Direction »
Read the records and write them out again exactly.

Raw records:
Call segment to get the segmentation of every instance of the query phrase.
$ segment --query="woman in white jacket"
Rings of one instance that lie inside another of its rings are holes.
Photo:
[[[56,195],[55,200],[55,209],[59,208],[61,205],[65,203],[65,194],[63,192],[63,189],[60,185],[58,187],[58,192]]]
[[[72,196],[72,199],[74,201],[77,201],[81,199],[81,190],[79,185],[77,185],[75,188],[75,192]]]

Completed task »
Call segment to get the segmentation of every instance of the query phrase.
$ segment --query="woman in white jacket"
Rings of one instance that lie inside another of its rings are holes.
Photo:
[[[56,195],[55,200],[55,209],[59,208],[61,205],[65,203],[65,194],[63,192],[63,189],[60,185],[58,187],[58,192]]]
[[[72,196],[72,199],[74,201],[77,201],[81,199],[81,190],[79,185],[77,185],[75,188],[75,192]]]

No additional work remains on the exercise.